#### Excerpt
The Victorian premier has slapped down calls for the state to do away with daylight saving during the lockdown.

A health professional pushing for daylight saving to be cancelled points to a growing body of research suggesting there are harmful health and economic disruptions associated with the twice annual changing of the clocks.

Professor of diabetes at Melbourne’s Monash University, Paul Zimmet, said this summer could be particularly important to scrap the light-saving measure.

Speaking to 3AW on Wednesday morning, he said the Victorian health department needed to consider the negative impacts of the upcoming change for those already dealing with lockdown restrictions.

“In terms of the scientific evidence, which we will want to stick with at the moment, there are more heart attacks just after daylight savings, more road accidents, and then you’ve got workplace accidents, car accidents and their implications,” he said.

#### Dataset content

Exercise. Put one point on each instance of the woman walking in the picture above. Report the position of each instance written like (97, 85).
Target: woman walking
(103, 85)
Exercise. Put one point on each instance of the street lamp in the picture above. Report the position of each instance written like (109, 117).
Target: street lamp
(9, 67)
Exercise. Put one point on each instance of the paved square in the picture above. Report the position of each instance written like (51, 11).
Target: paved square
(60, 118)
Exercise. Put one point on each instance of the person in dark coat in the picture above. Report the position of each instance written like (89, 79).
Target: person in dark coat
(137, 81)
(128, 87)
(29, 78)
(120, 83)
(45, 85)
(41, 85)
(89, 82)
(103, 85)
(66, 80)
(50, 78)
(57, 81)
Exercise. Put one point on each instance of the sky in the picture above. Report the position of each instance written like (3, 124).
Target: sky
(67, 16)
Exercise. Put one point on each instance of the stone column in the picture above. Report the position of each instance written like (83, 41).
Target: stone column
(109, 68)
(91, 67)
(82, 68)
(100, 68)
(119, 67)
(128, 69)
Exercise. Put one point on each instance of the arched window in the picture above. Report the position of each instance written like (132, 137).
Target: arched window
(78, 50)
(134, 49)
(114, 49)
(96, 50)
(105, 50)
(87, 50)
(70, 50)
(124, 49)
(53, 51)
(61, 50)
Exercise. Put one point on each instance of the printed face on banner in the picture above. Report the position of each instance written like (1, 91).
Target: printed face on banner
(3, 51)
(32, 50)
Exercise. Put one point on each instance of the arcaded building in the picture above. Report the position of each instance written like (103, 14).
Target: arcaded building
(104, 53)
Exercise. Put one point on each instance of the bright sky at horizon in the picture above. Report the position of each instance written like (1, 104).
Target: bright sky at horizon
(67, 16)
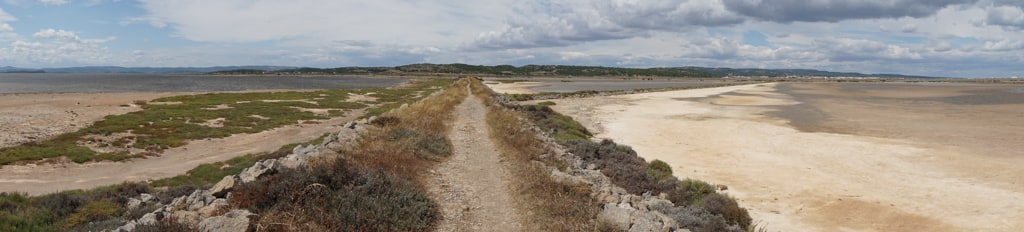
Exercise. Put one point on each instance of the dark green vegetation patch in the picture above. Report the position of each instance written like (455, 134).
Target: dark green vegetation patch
(697, 205)
(172, 122)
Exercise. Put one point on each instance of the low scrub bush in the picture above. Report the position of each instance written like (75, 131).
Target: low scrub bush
(551, 205)
(159, 127)
(619, 163)
(558, 126)
(337, 195)
(714, 206)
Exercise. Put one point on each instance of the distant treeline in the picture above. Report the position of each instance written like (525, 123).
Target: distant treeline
(460, 68)
(562, 71)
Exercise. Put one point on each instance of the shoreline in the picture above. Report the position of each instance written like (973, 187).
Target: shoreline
(794, 180)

#### What you should do
Resume the news piece on the call to scrap daylight saving in Victoria, continuing from its final sentence.

#### Result of this task
A man looks at his clock after the daylight saving change.
That earlier rise for the change to daylight saving can throw the body clock out of whack, experts say. Source: Getty (file)

A Michigan Medicine study in the US in 2017 found both a 22 per cent increase in people having heart attacks the day after daylight saving started in the state, and a 21 per cent decrease the day after daylight saving ended.

“There is also cognitive dysfunction in relation to the... change in timing to our normal body rhythms,” Prof Zimmet said.

He acknowledged “this is an international scientific debate at the moment”, pointing to the European Union which has decided to scrap daylight saving time from 2021.

When asked by a reporter on Wednesday morning, Daniel Andrews was quick to dismiss the idea.

“I don't want to be disrespectful to the professor, who may be a very learned individual.

“No,” he said. “Daylight saving will be proceeding.

“That's why the curfew changes, that extra hour is really important, well ahead of daylight saving,” he said, referring to the fact that Melbourne’s curfew was recently changed from 8pm to 9pm.

‘A summer like no other’, Victoria premier says

Among some laughter from the press pack, Mr Andrews used the moment to implore Melburnians to stay the course with Stage 4 restrictions as the days get longer.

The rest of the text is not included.